**Selected passage:**
********

4 Chaining arguments and the time lag

Applying Corollary 3.2 with chaining arguments, we obtain a parabolic John–Nirenberg inequality, which allows us to change the time lag.

Theorem 4.1

Let \(R \subset {\mathbb {R}}^{n+1}\) be a parabolic rectangle, \(0< \gamma <1\), \(-1 < \rho \le \gamma \), \(-\rho < \sigma \le \gamma \) and \(0<q \le 1\). Assume that \(f \in \mathrm {PBMO}_{\gamma ,q}^+(R)\) and let \(\left\Vert {f}\right\Vert =\left\Vert {f}\right\Vert _{\mathrm {PBMO}_{\gamma ,q}^{+}(R)}\). Then there exist constants \(c \in {\mathbb {R}}\), \(A=A(n,p,q,\gamma ,\rho ,\sigma )\) and \(B=B(n,p,q,\gamma ,\rho ,\sigma )\) such that

$$\begin{aligned} |R^{+}(\rho ) \cap \{ (f-c)_+ > \lambda \} |\le A e^{-B (\lambda /\left\Vert {f}\right\Vert )^q } |R^{+}(\rho ) |\end{aligned}$$

and

$$\begin{aligned} |R^{-}(\sigma ) \cap \{ (f-c)_- > \lambda \} |\le A e^{-B (\lambda /\left\Vert {f}\right\Vert )^q } |R^{-}(\sigma ) |\end{aligned}$$

for every \(\lambda > 0\).

********

**Extracted material:**
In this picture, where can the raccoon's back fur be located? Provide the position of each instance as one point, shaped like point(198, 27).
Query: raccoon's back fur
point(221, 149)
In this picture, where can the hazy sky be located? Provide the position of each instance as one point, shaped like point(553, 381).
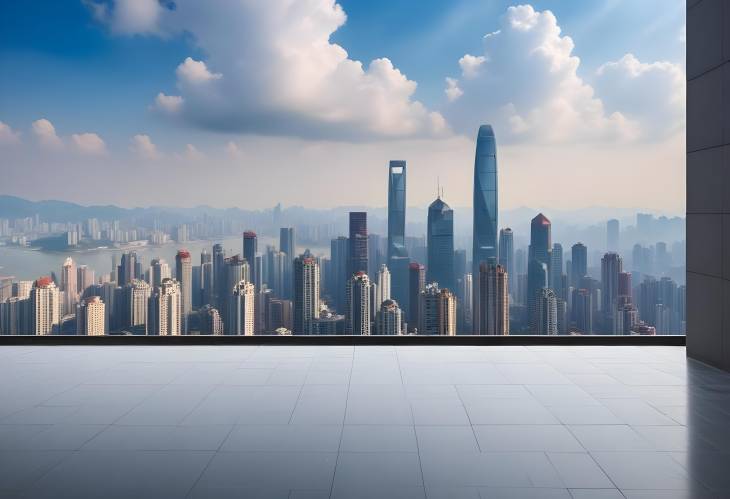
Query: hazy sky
point(248, 102)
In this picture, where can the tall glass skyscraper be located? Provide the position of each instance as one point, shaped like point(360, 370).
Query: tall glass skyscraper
point(440, 236)
point(485, 209)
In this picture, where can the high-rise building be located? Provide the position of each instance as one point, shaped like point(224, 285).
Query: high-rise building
point(546, 306)
point(250, 249)
point(242, 317)
point(507, 251)
point(612, 236)
point(358, 320)
point(389, 319)
point(538, 267)
point(165, 309)
point(159, 270)
point(306, 293)
point(494, 306)
point(358, 242)
point(90, 317)
point(416, 284)
point(611, 268)
point(383, 288)
point(287, 245)
point(398, 259)
point(440, 243)
point(579, 264)
point(69, 283)
point(45, 306)
point(437, 311)
point(485, 207)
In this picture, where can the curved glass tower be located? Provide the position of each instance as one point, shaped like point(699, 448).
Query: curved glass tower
point(485, 209)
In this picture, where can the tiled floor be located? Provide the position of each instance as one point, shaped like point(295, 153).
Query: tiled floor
point(367, 421)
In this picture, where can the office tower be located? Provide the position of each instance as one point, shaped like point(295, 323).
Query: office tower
point(555, 281)
point(582, 310)
point(287, 245)
point(69, 281)
point(184, 276)
point(507, 251)
point(165, 310)
point(358, 242)
point(159, 270)
point(250, 249)
point(538, 267)
point(612, 236)
point(134, 314)
point(219, 276)
point(210, 321)
point(437, 311)
point(416, 284)
point(389, 319)
point(45, 307)
point(275, 268)
point(546, 306)
point(494, 306)
point(242, 310)
point(91, 317)
point(128, 268)
point(485, 205)
point(358, 305)
point(611, 267)
point(383, 288)
point(306, 293)
point(440, 244)
point(579, 264)
point(84, 278)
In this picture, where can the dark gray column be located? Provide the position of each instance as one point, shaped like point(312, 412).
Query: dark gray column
point(708, 181)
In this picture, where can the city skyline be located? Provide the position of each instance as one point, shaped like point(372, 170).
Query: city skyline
point(426, 116)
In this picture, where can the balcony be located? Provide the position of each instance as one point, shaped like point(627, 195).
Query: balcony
point(295, 421)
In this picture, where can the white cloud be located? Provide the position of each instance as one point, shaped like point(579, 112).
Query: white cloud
point(470, 65)
point(7, 135)
point(45, 132)
point(143, 147)
point(652, 95)
point(168, 103)
point(273, 70)
point(452, 90)
point(527, 85)
point(128, 16)
point(192, 71)
point(89, 143)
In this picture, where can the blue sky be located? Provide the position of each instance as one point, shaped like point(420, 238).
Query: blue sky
point(88, 73)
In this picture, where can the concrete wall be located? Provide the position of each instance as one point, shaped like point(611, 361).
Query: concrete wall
point(708, 181)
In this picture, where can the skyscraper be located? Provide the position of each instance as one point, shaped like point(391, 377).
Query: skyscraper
point(389, 319)
point(306, 293)
point(358, 242)
point(494, 307)
point(90, 317)
point(485, 207)
point(358, 318)
point(184, 276)
point(612, 236)
point(538, 267)
point(440, 242)
point(507, 251)
point(416, 284)
point(579, 263)
point(165, 310)
point(437, 311)
point(250, 248)
point(45, 307)
point(242, 318)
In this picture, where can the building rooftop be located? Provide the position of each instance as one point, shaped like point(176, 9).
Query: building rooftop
point(362, 421)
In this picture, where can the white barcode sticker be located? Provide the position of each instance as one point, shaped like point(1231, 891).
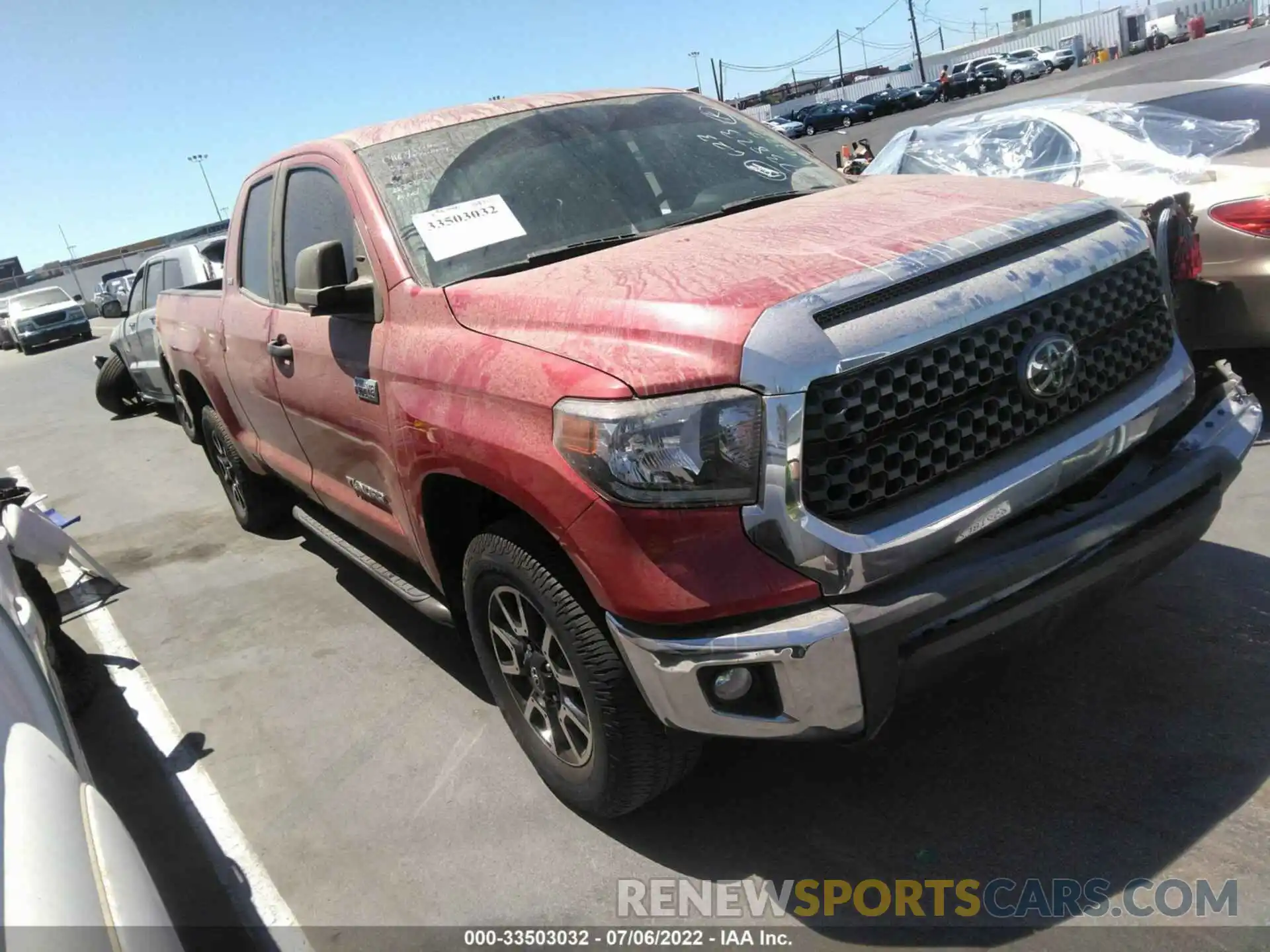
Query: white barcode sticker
point(466, 226)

********

**Exercise directions:**
Please decide whether each statement agrees with the passage on chaining arguments and the time lag, and answer yes or no with the deciding words quoted from it.
1. The inequality obtained makes it possible to change the time lag.
2. The inequality obtained is called a parabolic Harnack inequality.
3. The two inequalities of Theorem 4.1 are asserted for only a single value of λ.
The rows were taken from a separate source.

**Result below:**
1. Yes: "which allows us to change the time lag"
2. No: "we obtain a parabolic John–Nirenberg inequality"
3. No: "for every \(\lambda > 0\)"